TEXT SEGMENT START

India has decided to help out the world’s consumers by expanding its list of exports that receive subsidies. Think about it. Whenever a country subsidizes exports, their politicians have made a decision to transfer some of their own tax revenue to buyers in a country in which nobody votes for them. Doesn’t make a whole lot of sense, put that way. Of course, that isn’t how the process is described. It is usually something like we need to boost exports in order to create jobs – so I’ll line the pockets of friends who make campaign contributions.
I’m not picking on India. They are just the latest country to decide to transfer resources to other, perhaps richer countries. India has a program dubbed the Focus Product Scheme that allows a small tax benefit to go to Indian exporters of a growing list of products. As the list grows, I suppose the scheme becomes less focused – but that is New Delhi’s problem. The list grew by 158 supposedly “high tech” products a few days back, and the new payoff begins on August 15.
The mechanism behind the Focus Product Scheme is creative. For listed products, the Indian exporter receives a duty credit usually equal to 2% of the FOB value of the exports. In other words, the subsidy is delayed. It isn’t paid on the date of export, but whenever the exporter imports something for which it owes customs duties. So what happens if a product is entirely home-grown in India? The exporter that receives the duty credit is allowed to sell or otherwise transfer the credit to somebody else. Clever.
The products covered by the scheme are deemed to be of “high export intensity or employment potential“. In the past that has included engineering products, products made by handlooms, plastics, stationery, fireworks, leather products, coir products, silk, vegetable, jute and sisal products, electronics, glass and “green” products. Mixed bag.

TEXT SEGMENT END
DATA EXTRACTS START

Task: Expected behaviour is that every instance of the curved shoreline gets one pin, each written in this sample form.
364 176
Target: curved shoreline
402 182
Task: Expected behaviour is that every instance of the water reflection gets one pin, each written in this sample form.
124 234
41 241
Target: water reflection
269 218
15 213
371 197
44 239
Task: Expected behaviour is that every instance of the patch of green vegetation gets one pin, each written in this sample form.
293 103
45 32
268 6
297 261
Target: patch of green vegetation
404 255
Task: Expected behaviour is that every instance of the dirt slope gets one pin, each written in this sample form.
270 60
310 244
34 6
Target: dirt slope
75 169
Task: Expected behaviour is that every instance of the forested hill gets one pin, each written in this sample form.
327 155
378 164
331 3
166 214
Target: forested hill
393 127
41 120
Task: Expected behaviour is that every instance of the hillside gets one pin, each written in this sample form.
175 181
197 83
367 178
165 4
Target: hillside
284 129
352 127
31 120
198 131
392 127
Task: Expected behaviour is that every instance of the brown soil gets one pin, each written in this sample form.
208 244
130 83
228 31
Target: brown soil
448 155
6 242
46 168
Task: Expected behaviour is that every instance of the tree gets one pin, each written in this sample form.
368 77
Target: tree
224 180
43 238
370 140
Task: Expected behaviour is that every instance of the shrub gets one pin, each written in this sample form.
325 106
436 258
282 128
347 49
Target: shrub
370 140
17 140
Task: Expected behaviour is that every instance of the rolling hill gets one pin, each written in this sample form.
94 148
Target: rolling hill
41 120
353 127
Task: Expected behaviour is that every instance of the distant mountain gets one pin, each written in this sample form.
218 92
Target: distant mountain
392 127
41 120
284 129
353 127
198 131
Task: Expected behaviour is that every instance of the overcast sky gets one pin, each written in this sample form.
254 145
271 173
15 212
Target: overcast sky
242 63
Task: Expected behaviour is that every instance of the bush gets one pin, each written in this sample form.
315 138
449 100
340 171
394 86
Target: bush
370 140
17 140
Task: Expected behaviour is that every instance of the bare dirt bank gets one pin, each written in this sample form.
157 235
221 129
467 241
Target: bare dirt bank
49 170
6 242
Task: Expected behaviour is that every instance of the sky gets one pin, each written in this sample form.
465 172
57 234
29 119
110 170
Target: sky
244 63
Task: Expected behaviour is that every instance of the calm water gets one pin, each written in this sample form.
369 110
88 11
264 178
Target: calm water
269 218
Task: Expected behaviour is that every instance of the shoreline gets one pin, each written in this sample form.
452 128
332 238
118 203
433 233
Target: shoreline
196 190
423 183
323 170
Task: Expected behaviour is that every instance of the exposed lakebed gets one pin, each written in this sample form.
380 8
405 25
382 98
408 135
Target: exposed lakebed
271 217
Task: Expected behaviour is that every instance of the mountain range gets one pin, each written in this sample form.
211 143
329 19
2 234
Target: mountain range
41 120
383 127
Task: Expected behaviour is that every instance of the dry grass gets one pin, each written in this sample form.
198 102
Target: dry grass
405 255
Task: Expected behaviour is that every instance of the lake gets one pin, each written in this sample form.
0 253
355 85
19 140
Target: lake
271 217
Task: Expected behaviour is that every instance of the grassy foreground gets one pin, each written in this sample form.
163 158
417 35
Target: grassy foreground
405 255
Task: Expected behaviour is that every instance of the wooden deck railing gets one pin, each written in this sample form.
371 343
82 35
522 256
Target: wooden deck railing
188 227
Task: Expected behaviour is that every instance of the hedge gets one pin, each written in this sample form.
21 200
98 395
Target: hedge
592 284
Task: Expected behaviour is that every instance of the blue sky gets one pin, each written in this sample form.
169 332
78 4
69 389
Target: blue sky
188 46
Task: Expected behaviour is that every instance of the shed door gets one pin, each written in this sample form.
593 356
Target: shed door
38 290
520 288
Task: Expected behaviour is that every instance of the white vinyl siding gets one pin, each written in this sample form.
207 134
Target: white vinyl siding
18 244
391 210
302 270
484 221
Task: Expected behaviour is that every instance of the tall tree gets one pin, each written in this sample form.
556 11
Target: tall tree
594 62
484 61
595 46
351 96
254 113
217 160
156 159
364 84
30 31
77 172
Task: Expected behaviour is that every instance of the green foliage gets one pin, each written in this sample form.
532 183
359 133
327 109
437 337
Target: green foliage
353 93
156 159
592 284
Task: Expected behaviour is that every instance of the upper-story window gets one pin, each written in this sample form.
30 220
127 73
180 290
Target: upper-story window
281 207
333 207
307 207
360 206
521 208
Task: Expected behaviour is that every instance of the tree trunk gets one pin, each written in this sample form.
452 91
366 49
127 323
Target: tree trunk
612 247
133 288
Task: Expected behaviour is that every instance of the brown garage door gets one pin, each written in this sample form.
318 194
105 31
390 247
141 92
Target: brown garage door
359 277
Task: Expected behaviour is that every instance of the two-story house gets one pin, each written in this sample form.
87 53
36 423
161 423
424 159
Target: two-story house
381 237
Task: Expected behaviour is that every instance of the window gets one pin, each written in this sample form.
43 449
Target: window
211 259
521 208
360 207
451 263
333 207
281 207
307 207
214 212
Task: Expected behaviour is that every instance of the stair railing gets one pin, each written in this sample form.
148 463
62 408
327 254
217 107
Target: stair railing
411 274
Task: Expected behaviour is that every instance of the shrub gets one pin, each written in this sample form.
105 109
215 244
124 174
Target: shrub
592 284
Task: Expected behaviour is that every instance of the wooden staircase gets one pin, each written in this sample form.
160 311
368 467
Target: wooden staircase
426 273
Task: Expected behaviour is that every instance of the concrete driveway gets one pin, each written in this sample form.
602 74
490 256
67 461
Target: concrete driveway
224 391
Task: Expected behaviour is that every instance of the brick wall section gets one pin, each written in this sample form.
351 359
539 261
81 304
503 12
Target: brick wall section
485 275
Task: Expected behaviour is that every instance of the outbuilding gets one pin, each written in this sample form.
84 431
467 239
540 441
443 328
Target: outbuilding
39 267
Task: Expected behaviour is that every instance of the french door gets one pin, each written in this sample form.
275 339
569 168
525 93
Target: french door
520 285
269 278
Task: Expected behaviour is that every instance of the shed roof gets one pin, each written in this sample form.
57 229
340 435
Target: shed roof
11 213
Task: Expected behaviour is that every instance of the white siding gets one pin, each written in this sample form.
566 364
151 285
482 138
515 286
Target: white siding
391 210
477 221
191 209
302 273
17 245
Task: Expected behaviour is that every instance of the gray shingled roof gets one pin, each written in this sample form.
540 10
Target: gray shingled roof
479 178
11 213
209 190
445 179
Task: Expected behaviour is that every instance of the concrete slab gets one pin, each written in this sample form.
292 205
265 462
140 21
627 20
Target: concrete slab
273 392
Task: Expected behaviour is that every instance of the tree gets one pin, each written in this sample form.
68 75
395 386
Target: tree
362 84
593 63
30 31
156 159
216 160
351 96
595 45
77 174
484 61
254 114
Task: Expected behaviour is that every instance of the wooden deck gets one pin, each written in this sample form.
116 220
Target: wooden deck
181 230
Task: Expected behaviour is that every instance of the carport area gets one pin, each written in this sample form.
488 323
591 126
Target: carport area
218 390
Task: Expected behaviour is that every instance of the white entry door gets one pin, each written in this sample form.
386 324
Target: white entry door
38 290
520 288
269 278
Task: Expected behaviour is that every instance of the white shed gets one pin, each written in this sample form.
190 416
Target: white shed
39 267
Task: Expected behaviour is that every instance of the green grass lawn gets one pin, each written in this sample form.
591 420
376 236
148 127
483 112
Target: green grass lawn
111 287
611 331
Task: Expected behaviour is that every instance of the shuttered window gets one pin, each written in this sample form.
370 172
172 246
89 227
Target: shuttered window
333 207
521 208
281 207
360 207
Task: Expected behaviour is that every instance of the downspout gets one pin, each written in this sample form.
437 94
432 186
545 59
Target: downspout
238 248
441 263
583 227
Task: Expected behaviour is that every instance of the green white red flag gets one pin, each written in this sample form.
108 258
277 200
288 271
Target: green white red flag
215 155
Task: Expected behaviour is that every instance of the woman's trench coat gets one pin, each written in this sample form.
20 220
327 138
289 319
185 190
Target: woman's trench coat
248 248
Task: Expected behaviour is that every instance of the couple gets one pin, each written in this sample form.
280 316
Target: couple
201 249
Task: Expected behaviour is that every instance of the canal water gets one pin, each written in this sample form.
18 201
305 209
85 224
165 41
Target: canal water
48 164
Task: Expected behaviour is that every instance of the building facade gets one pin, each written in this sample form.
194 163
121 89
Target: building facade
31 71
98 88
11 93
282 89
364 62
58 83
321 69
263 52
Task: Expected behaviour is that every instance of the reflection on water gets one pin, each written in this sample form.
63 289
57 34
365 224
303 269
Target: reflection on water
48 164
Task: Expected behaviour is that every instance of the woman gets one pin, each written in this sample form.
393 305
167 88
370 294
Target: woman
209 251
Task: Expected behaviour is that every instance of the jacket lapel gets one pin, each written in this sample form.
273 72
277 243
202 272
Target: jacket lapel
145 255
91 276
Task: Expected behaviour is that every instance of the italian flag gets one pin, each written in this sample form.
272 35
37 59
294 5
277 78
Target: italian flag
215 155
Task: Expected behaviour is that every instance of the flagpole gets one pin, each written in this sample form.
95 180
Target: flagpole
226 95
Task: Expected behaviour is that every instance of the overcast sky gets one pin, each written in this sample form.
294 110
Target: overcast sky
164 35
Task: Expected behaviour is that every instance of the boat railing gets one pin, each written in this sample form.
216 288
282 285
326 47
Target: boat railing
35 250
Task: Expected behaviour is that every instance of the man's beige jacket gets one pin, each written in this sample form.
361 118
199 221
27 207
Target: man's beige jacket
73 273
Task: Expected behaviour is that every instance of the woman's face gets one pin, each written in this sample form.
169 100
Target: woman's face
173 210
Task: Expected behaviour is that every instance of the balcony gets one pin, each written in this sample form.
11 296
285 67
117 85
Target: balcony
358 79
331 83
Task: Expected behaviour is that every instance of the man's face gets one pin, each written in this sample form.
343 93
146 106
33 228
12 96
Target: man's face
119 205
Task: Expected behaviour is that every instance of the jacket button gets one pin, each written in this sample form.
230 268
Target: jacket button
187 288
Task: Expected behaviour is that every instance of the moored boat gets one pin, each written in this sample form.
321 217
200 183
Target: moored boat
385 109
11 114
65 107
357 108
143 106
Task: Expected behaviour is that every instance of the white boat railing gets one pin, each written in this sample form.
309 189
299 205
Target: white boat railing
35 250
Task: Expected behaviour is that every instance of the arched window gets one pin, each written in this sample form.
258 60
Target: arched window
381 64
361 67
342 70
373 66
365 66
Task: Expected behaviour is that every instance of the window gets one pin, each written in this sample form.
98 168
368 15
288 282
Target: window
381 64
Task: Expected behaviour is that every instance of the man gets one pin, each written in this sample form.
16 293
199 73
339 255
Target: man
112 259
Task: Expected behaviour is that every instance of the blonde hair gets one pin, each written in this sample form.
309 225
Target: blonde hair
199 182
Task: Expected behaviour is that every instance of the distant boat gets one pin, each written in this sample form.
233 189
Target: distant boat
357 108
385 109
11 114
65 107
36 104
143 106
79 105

DATA EXTRACTS END

| ACTIONS TO TAKE |
1) List every number that appears in the post on India's export subsidies, each with what it refers to.
2) Answer these questions from the post on India's export subsidies.
(a) What is the Indian program that gives exporters the tax benefit called?
(b) When is the duty credit actually used, rather than on the date of export?
(c) Products covered by the scheme are deemed to be of what?

| ANSWERS BY ITEM NUMBER |
1)
- 158: the number of supposedly "high tech" products recently added to the scheme's list
- 15 (August 15): the date the new payoff begins
- 2%: the usual size of the duty credit, as a share of the FOB value of the exports

2)
(a) The Focus Product Scheme.
(b) Whenever the exporter imports something for which it owes customs duties.
(c) High export intensity or employment potential.